━━━━━ Task material ━━━━━

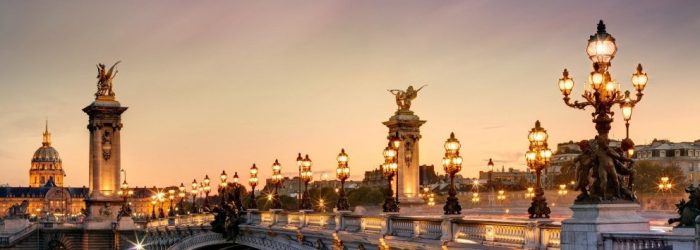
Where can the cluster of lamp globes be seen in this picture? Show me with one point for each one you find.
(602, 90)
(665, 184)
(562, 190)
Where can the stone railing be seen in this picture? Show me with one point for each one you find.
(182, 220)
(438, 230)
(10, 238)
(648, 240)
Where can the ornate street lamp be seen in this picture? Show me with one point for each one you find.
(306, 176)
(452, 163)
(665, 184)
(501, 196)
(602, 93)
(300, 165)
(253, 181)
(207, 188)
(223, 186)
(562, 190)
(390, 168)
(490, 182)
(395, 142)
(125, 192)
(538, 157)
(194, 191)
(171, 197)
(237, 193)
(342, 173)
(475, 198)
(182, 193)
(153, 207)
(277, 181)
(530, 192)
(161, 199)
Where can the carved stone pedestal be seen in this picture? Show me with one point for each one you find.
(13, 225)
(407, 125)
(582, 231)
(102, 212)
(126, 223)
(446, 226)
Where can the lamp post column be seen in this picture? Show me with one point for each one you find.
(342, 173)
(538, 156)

━━━━━
━━━━━ Task material ━━━━━

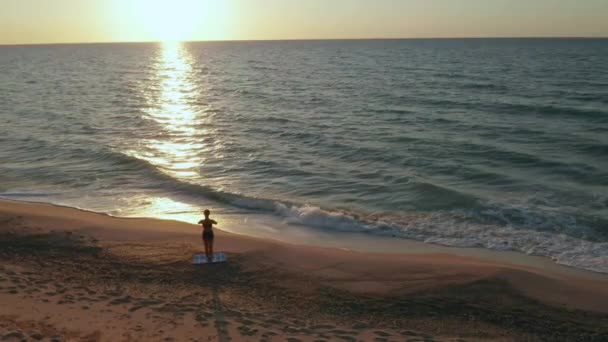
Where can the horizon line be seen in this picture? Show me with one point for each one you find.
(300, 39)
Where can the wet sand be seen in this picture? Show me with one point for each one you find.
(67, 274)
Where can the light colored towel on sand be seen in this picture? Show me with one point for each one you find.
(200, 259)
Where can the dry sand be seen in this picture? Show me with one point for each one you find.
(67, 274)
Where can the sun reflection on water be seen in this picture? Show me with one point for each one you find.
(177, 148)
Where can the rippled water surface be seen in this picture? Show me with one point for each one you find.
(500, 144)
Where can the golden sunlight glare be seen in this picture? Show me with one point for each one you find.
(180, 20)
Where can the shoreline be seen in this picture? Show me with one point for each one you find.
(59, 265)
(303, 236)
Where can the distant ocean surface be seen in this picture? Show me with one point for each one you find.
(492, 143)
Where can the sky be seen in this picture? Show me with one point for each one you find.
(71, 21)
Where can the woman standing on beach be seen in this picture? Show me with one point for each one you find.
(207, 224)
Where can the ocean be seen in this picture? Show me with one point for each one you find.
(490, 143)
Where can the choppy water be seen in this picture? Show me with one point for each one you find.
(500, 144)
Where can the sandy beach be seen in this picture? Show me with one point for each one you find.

━━━━━

- **Work to be completed**
Find each line in the listing above that contains the word "ocean" and copy those lines in full.

- **Solution**
Where can the distant ocean surface be seen in this picture? Show me with one point for each one you find.
Where can the ocean be seen in this picture? Show me with one point for each one you find.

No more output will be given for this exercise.